» **Passage provided**:
- - - - - - -
Gustav Klimt, “Reclining Nude with Drapery, Back View (1917–1918), graphite on paper, 14 5/8 x 22 3/8 inches, The Metropolitan Museum of Art, Bequest of Scofield Thayer, 1982

I resisted the idea of writing about Obsession: Nudes by Klimt, Schiele, and Picasso from the Scofield Thayer Collection at the Met Breuer because I’ve published two pieces on Egon Schiele within the past two years, one in June and the other in April 2017. Both covered blockbuster retrospectives organized by Viennese museums to commemorate the centennial of the artist’s death, and each offered a very different perspective on his work. The first, at the Albertina, was a chronological accounting of his drawings, and the second, at the Leopold, was a thematic survey weighted toward his paintings. Prior to these two, in November 2014, I had written a review of Schiele’s portraits at New York’s Neue Galerie.

But here we are again, less for the sake of Schiele than for what he and fellow Austrian Expressionist Gustav Klimt represent vis-à-vis their exhibition-mate, Pablo Picasso. Ignoring, for a moment, the differences between Klimt and Schiele, what they do share is so at odds with Picasso’s shape-shifting output that their joint billing seems aimed not so much at addressing the treatment of the naked body at the dawn of Modernism, but rather at pegging Klimt and Schiele’s centennial to an even bigger box-office draw.
- - - - - - -
» **Given entries**:
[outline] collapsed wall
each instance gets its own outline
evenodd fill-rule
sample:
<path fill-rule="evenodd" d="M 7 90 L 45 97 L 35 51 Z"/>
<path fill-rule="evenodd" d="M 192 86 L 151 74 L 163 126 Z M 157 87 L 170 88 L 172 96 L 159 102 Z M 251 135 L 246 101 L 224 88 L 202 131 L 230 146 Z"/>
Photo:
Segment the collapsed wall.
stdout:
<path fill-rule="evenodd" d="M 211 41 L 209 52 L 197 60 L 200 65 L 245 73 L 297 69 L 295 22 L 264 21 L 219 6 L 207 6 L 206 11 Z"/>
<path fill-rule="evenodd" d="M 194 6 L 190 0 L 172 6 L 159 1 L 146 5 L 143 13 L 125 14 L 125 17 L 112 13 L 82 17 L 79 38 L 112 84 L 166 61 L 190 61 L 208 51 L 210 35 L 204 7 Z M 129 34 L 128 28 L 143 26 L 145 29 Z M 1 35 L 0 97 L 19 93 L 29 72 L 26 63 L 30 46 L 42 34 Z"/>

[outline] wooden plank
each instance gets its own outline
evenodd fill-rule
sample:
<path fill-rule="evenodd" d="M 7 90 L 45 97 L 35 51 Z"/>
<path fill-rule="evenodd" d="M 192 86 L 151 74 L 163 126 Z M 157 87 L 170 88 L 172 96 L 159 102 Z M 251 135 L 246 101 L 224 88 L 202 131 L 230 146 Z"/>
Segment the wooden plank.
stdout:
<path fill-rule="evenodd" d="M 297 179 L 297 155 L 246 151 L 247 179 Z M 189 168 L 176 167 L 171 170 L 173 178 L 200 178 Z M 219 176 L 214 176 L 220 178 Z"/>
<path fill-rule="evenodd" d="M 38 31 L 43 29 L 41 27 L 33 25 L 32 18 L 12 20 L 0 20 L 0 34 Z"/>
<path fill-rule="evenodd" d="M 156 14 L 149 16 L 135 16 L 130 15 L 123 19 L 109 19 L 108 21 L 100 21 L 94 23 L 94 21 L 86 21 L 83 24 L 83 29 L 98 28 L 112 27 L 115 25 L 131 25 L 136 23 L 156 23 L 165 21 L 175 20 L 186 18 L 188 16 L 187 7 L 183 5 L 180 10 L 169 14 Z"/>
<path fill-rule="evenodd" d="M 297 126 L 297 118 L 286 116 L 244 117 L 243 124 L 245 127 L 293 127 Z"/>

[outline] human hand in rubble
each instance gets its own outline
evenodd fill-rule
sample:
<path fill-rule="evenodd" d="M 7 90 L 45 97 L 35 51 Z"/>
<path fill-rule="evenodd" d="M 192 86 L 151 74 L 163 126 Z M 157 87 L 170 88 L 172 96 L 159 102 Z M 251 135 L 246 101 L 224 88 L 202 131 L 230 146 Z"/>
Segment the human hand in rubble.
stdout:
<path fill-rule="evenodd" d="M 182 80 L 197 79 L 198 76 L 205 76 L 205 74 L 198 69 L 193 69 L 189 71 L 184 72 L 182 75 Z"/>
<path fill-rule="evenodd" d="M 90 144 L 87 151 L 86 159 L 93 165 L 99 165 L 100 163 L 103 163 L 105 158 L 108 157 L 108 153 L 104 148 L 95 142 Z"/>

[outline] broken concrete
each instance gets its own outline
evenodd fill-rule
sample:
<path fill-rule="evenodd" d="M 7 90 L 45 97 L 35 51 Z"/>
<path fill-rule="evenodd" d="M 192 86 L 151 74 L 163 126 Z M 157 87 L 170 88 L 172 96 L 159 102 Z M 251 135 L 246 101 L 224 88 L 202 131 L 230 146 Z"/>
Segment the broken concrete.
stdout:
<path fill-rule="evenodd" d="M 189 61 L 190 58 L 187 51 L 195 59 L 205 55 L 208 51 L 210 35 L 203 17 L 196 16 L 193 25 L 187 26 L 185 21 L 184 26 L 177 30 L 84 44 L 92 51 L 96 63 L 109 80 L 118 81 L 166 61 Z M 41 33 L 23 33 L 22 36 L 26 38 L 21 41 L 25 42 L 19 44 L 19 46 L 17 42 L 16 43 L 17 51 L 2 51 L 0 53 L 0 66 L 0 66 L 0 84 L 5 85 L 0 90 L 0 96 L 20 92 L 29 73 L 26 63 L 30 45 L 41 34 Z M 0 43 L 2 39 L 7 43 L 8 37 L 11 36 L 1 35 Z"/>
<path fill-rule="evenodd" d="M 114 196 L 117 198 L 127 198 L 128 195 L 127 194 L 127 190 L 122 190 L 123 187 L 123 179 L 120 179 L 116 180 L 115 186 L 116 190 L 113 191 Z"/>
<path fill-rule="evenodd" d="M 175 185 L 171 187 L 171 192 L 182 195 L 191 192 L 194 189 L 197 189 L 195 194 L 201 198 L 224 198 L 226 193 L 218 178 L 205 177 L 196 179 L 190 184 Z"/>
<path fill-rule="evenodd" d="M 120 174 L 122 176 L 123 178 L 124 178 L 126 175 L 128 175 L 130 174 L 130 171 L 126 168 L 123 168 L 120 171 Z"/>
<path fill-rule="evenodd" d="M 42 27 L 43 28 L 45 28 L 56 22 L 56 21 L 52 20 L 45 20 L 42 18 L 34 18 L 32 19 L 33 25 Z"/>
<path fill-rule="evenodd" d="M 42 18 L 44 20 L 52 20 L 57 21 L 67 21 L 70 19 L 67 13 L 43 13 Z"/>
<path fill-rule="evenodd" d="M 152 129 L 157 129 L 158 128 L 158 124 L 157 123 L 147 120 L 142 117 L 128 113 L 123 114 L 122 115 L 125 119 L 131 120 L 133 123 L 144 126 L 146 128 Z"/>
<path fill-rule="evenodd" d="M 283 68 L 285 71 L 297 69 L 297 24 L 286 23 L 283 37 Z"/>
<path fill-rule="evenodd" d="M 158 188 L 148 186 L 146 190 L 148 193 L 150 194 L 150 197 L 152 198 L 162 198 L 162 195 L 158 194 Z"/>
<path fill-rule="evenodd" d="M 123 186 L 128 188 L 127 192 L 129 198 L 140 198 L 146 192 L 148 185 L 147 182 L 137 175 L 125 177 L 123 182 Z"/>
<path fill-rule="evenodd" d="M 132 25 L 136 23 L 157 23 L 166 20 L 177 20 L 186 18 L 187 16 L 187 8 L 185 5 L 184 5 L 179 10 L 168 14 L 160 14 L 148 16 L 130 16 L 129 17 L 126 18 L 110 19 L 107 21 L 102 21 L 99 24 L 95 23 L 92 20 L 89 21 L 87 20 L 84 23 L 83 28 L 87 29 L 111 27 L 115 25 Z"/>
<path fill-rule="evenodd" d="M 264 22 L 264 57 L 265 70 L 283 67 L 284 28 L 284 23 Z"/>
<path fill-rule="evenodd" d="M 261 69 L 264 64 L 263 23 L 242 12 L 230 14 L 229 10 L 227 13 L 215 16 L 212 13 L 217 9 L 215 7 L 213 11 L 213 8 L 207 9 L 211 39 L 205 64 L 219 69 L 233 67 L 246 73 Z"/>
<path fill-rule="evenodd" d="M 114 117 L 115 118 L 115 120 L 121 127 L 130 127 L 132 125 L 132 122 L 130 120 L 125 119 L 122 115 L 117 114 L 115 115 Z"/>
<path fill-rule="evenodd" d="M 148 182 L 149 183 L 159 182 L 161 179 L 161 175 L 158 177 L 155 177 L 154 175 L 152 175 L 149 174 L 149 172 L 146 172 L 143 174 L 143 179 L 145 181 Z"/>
- - - - - - -
» **Prompt A**:
Echo the part of the exhibition review above the rows that begins at the words "I resisted the" and ends after the words "York’s Neue Galerie.".
» **Prompt B**:
In the exhibition review, which museum's retrospective was a thematic survey weighted toward Schiele's paintings?
» **Prompt C**:
Go on with the exhibition review, picking up right after its final sentence.

» **Answer A**:
I resisted the idea of writing about Obsession: Nudes by Klimt, Schiele, and Picasso from the Scofield Thayer Collection at the Met Breuer because I’ve published two pieces on Egon Schiele within the past two years, one in June and the other in April 2017. Both covered blockbuster retrospectives organized by Viennese museums to commemorate the centennial of the artist’s death, and each offered a very different perspective on his work. The first, at the Albertina, was a chronological accounting of his drawings, and the second, at the Leopold, was a thematic survey weighted toward his paintings. Prior to these two, in November 2014, I had written a review of Schiele’s portraits at New York’s Neue Galerie.

» **Answer B**:
The Leopold

» **Answer C**:
The exhibition’s introductory wall text doesn’t do much to explain the logic of the selection beyond its provenance in the collection (bequeathed to the Metropolitan Museum of Art in 1982) of Scofield Thayer — the co-owner and editor of Dial, the influential American journal of avant-garde art and literature — who bought art that fascinated him with little attention to its market value:

While Pablo Picasso’s work had been shown in America, Gustav Klimt and Egon Schiele were unknown in this country at that time [the early 1920s]. Both artists were remarkable for their frank portrayals of female nudity and sexuality. Indifferent to cultural norms, they were committed to capturing exactly what they saw in its stark, unadorned, and, to some, shocking essence.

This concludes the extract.